What to do: Return the listing's lines verbatim, from the line containing "First, the detection target: upper lip." through the end of the listing, and nothing else.

Entries shown:
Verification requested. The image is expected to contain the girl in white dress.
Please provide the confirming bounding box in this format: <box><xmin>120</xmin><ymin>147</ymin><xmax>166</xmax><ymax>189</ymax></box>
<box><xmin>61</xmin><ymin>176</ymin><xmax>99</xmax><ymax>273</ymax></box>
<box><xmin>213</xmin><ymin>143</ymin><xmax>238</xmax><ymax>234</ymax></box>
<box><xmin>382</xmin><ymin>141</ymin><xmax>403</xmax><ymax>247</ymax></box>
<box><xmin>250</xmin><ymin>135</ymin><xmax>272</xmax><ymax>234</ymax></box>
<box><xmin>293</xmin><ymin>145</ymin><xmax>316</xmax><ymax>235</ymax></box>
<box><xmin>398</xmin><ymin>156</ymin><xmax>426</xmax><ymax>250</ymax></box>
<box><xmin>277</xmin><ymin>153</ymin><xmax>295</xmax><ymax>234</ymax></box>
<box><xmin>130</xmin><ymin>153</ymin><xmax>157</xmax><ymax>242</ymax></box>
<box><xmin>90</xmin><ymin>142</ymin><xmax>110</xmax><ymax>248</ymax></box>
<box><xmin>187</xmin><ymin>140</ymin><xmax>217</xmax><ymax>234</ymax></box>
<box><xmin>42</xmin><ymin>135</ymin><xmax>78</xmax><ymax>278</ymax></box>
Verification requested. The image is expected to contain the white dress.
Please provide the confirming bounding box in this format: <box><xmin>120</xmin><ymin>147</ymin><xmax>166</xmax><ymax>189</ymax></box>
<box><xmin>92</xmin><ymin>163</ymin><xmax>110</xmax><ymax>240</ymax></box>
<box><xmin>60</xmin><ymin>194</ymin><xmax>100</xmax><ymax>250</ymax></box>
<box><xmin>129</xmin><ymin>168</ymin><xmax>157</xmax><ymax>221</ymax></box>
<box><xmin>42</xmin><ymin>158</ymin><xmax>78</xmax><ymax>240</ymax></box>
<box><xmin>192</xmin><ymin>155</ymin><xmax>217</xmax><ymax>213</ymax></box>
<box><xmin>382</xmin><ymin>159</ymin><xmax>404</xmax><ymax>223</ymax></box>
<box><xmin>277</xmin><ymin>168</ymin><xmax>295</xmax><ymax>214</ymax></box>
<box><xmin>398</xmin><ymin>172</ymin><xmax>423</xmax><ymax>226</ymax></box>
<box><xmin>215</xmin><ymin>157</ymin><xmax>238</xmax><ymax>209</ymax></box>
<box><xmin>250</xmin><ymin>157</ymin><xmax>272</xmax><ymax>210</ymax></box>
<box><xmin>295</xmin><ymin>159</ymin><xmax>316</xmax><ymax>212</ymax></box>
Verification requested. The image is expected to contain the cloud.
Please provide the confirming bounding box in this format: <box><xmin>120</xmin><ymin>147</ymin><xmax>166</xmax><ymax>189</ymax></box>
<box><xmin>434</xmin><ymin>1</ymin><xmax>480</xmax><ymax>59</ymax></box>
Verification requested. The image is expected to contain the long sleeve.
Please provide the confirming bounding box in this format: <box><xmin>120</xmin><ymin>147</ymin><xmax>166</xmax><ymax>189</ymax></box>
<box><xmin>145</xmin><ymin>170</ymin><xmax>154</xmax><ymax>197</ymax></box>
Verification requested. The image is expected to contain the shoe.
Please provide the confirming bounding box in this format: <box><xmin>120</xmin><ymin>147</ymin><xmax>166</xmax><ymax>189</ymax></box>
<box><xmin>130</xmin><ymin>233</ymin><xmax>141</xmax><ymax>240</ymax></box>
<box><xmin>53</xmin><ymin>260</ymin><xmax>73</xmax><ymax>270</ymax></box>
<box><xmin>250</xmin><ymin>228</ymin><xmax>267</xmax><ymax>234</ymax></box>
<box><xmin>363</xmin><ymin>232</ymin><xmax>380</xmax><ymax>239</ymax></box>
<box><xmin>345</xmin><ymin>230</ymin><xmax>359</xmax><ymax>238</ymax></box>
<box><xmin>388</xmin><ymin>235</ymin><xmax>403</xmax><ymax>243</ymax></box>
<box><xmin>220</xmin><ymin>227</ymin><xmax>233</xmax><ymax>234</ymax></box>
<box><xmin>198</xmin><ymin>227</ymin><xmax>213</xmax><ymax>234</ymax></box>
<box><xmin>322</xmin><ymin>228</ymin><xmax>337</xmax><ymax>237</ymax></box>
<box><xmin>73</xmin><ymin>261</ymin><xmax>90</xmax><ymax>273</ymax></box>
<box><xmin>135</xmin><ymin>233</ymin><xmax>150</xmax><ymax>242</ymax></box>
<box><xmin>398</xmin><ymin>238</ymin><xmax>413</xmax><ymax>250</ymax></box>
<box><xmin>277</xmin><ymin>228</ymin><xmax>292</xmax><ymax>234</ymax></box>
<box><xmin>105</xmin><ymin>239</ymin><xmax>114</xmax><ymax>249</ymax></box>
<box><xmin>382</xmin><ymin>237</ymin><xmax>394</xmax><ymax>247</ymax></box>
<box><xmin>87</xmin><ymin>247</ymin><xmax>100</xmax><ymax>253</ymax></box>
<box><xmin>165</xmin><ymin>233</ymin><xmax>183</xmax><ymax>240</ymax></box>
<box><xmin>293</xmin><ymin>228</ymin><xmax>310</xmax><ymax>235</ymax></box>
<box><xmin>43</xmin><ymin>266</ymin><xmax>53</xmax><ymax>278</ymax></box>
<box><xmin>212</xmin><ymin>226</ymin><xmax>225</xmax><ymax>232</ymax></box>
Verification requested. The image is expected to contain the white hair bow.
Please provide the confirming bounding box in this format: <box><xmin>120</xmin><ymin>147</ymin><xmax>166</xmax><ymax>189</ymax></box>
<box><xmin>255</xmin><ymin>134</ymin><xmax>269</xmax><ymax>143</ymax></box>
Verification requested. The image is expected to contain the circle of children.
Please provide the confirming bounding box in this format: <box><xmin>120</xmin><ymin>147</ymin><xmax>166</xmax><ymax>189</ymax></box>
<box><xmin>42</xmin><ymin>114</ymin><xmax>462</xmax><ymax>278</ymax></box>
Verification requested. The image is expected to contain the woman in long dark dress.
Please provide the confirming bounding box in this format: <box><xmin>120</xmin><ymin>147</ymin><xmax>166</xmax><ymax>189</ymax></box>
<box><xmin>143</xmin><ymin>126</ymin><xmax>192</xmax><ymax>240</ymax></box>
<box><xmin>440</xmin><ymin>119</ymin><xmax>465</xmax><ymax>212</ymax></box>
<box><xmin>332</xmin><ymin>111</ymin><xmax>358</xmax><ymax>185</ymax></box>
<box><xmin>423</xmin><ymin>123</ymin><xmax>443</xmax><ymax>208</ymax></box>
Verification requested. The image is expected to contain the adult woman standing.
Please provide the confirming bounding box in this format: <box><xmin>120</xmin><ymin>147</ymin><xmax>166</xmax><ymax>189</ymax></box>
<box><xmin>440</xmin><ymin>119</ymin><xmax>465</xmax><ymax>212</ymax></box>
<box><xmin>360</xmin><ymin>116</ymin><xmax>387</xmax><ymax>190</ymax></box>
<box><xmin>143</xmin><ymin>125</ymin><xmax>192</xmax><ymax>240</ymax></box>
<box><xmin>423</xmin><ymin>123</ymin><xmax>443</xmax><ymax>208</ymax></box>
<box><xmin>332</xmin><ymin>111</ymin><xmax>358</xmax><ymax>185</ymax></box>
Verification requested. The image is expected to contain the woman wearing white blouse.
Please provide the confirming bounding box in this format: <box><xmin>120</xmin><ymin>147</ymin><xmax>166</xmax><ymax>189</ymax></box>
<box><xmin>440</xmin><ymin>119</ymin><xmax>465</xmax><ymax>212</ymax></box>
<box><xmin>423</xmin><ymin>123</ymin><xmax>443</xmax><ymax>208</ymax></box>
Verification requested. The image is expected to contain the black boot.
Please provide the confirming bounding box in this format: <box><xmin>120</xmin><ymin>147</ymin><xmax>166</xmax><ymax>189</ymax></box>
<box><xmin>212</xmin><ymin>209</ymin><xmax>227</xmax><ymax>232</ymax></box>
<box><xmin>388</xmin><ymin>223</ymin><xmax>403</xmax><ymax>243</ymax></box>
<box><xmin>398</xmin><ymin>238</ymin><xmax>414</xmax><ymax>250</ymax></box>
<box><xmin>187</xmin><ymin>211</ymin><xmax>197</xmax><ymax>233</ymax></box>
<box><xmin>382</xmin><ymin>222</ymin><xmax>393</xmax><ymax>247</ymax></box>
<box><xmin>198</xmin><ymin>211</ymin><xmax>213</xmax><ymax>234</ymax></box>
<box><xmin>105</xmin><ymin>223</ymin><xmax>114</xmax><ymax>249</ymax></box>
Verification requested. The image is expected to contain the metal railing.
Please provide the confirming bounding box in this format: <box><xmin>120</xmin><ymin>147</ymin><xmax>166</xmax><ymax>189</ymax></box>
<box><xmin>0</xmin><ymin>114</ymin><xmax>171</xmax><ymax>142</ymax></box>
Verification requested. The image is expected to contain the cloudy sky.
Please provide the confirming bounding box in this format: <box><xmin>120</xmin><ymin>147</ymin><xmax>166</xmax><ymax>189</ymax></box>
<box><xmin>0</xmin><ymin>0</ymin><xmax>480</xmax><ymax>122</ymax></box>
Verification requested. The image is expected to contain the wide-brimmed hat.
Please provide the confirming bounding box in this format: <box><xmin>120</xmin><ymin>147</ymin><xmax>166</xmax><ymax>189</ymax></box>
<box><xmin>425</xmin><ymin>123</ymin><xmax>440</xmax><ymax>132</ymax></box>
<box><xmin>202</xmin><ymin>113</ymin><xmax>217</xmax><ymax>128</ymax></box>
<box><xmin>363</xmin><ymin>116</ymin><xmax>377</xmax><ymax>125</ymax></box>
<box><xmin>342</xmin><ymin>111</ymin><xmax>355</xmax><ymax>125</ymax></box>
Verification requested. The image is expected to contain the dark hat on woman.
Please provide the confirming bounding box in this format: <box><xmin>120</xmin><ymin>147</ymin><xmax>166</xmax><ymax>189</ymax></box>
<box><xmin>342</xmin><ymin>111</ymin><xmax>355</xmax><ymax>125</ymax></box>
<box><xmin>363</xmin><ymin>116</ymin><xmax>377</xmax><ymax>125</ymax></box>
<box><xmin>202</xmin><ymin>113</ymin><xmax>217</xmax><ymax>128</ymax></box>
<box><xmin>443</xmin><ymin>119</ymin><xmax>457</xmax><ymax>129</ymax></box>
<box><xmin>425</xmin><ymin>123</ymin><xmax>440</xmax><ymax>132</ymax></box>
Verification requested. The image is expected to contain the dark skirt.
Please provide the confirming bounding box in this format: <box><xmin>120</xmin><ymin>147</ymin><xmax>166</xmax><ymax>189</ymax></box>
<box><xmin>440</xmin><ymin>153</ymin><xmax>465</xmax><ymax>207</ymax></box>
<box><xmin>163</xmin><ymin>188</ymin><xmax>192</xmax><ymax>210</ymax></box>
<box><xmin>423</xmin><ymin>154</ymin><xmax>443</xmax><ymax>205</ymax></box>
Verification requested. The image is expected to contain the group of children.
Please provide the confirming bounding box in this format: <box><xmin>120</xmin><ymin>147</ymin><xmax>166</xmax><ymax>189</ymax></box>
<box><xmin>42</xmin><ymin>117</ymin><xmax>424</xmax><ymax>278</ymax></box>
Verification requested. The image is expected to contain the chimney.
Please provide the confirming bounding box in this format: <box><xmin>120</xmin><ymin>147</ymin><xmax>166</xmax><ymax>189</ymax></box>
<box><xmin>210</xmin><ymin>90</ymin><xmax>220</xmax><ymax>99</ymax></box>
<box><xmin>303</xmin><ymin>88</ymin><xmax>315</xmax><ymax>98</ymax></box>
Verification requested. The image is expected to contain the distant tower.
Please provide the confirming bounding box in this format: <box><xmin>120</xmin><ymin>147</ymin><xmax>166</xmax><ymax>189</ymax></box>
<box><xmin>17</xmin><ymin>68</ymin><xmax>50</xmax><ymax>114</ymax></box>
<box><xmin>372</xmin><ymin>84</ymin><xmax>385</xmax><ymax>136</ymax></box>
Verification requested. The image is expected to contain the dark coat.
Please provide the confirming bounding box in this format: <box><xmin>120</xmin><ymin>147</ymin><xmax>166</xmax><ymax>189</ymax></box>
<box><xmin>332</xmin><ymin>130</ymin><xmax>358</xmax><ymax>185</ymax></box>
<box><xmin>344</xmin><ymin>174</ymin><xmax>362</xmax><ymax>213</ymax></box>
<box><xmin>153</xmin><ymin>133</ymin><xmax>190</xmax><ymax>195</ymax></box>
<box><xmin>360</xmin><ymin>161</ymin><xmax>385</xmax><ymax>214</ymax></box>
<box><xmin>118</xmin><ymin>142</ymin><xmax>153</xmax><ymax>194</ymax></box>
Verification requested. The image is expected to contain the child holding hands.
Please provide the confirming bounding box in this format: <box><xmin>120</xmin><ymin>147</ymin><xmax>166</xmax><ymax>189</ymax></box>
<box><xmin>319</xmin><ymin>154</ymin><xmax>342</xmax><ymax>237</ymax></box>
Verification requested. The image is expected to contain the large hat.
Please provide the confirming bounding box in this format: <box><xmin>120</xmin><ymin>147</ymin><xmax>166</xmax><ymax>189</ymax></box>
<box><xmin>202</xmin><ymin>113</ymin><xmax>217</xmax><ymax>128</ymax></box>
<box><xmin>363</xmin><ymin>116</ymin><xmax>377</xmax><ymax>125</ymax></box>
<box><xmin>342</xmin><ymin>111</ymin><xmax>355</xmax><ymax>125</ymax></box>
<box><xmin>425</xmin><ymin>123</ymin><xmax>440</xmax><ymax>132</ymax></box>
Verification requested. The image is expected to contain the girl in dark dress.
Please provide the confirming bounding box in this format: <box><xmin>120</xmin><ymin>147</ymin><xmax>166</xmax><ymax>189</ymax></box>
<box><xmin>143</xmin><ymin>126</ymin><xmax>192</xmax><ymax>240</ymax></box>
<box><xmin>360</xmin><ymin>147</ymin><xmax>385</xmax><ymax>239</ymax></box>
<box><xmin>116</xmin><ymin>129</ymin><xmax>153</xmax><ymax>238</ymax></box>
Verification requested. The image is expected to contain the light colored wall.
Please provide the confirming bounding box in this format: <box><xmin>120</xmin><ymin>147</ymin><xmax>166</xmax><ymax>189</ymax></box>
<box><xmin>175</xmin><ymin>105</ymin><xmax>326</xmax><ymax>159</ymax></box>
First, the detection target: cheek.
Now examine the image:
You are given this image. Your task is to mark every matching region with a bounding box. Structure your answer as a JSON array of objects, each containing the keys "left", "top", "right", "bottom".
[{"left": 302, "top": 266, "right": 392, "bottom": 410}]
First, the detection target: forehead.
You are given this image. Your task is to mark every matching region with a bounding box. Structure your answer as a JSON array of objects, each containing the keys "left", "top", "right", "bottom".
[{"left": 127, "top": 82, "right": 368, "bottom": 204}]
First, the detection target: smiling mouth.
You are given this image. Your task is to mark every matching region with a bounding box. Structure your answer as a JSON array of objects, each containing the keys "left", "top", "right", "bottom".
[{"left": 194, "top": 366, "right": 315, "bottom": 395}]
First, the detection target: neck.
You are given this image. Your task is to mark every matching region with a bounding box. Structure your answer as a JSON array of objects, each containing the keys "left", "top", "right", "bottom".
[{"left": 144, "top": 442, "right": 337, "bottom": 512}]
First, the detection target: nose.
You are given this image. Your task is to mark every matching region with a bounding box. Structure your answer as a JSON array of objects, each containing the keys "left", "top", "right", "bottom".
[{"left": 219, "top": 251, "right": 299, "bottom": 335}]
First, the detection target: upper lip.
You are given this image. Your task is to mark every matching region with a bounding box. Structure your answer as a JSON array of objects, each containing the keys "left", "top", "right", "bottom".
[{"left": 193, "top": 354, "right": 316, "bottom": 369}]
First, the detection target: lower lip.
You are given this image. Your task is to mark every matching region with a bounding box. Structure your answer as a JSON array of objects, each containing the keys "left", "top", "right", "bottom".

Problem solution:
First, the detection target: upper lip.
You are given this image. Your task is to mark every matching region with a bounding box. Structure your answer as a JSON array of objects, each containing the keys "left", "top", "right", "bottom".
[{"left": 193, "top": 354, "right": 316, "bottom": 369}]
First, the detection target: lower lip.
You are given this image. Your task is to mark every matching region with a bounding box. Structure your answer as a JSON array of objects, each containing the keys "left", "top", "right", "bottom".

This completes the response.